■ **TASK REQUIREMENTS**: Show every line in the records below that contains the string "positive". Case matters.

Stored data
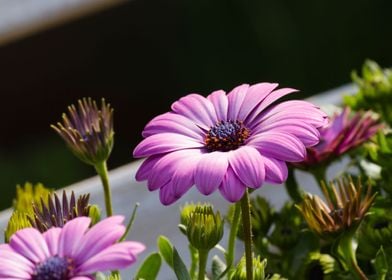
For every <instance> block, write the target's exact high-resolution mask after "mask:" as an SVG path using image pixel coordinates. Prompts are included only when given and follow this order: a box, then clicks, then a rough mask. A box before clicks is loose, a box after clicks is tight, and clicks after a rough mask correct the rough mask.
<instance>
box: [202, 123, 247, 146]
mask: <svg viewBox="0 0 392 280" xmlns="http://www.w3.org/2000/svg"><path fill="white" fill-rule="evenodd" d="M249 135H250V130H249V129H248V128H246V127H245V126H244V124H243V123H242V122H241V121H220V122H218V123H216V124H215V126H213V127H211V129H210V130H209V131H208V133H207V136H206V139H205V144H206V148H207V149H208V151H210V152H213V151H223V152H226V151H230V150H235V149H237V148H238V147H239V146H241V145H242V144H243V143H244V142H245V140H246V139H247V138H248V137H249Z"/></svg>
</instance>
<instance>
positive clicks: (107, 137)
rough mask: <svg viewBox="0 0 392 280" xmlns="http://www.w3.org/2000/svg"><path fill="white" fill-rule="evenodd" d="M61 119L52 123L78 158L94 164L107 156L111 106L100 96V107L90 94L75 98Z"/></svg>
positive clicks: (109, 149) (57, 130)
mask: <svg viewBox="0 0 392 280" xmlns="http://www.w3.org/2000/svg"><path fill="white" fill-rule="evenodd" d="M62 118H63V122H62V123H60V122H58V123H57V125H52V126H51V127H52V128H53V129H54V130H55V131H56V132H57V133H58V134H59V135H60V136H61V137H62V138H63V139H64V141H65V142H66V143H67V145H68V147H69V148H70V150H71V151H72V152H73V153H74V155H75V156H76V157H78V158H79V159H80V160H81V161H83V162H85V163H87V164H90V165H95V164H97V163H99V162H102V161H105V160H107V159H108V157H109V155H110V153H111V151H112V148H113V142H114V140H113V138H114V132H113V109H112V108H111V107H110V105H109V104H106V103H105V100H104V99H102V104H101V108H100V109H98V106H97V104H96V102H95V101H93V100H92V99H91V98H83V99H82V100H79V101H78V109H76V106H75V105H71V106H69V107H68V115H67V114H65V113H64V114H63V116H62Z"/></svg>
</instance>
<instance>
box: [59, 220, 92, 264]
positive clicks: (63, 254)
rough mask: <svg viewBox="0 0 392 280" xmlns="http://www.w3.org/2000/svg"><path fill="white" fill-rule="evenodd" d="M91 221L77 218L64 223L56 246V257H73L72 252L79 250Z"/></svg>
mask: <svg viewBox="0 0 392 280" xmlns="http://www.w3.org/2000/svg"><path fill="white" fill-rule="evenodd" d="M90 223H91V219H90V218H87V217H79V218H77V219H73V220H71V221H69V222H68V223H66V224H65V225H64V227H63V228H62V230H61V233H60V237H59V245H58V255H59V256H61V257H64V256H73V255H74V252H75V251H77V250H78V249H80V246H81V245H82V243H81V240H82V238H83V235H84V234H85V232H86V231H87V229H88V228H89V226H90Z"/></svg>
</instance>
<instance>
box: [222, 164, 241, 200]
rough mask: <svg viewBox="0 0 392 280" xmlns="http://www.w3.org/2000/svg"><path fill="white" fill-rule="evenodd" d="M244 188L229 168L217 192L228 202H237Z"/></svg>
mask: <svg viewBox="0 0 392 280" xmlns="http://www.w3.org/2000/svg"><path fill="white" fill-rule="evenodd" d="M245 190H246V186H245V185H244V183H242V182H241V180H240V179H239V178H238V177H237V175H236V174H235V172H234V170H233V169H232V168H231V167H229V168H228V169H227V172H226V174H225V177H224V178H223V181H222V183H221V184H220V186H219V191H220V193H221V194H222V195H223V197H224V198H226V199H227V200H228V201H230V202H237V201H239V200H240V199H241V198H242V196H243V195H244V193H245Z"/></svg>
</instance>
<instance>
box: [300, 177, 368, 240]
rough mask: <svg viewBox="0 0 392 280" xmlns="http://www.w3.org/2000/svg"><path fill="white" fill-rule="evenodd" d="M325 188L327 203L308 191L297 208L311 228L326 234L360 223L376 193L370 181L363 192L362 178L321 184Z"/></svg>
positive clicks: (336, 234) (344, 229)
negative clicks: (365, 190) (353, 179)
mask: <svg viewBox="0 0 392 280" xmlns="http://www.w3.org/2000/svg"><path fill="white" fill-rule="evenodd" d="M322 189H323V193H324V196H325V198H326V200H327V203H324V202H323V201H322V200H321V199H320V198H319V197H318V196H317V195H315V196H312V195H309V194H308V195H307V196H305V198H304V200H303V202H302V203H301V205H300V206H298V209H299V210H300V211H301V212H302V215H303V216H304V218H305V220H306V222H307V223H308V226H309V228H310V229H311V230H313V231H314V232H315V233H317V234H318V235H319V236H321V237H324V238H328V237H337V236H338V235H340V234H341V233H342V232H344V231H346V230H349V229H355V228H356V227H358V225H359V224H360V222H361V221H362V220H363V218H364V217H365V215H366V213H367V212H368V210H369V208H370V206H371V205H372V203H373V201H374V198H375V196H376V194H373V193H372V189H371V186H370V185H369V187H368V190H367V192H366V194H364V193H363V192H364V190H363V187H362V185H361V182H360V181H359V180H358V183H357V184H354V183H353V181H352V180H351V179H341V180H340V181H336V183H331V184H330V185H329V186H328V185H326V184H322Z"/></svg>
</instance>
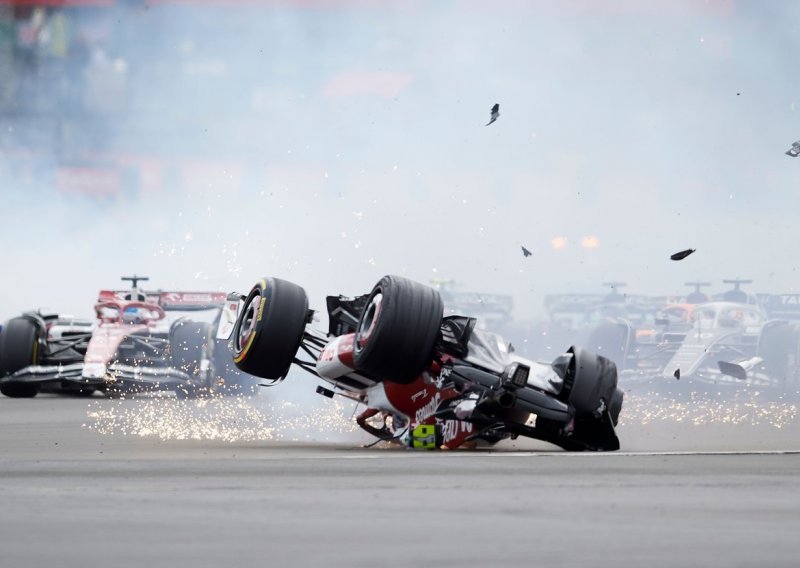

■ **EXERCISE OUTPUT**:
positive clicks: (107, 137)
positive clicks: (109, 149) (57, 130)
positive clicks: (63, 254)
positive clicks: (336, 234) (344, 229)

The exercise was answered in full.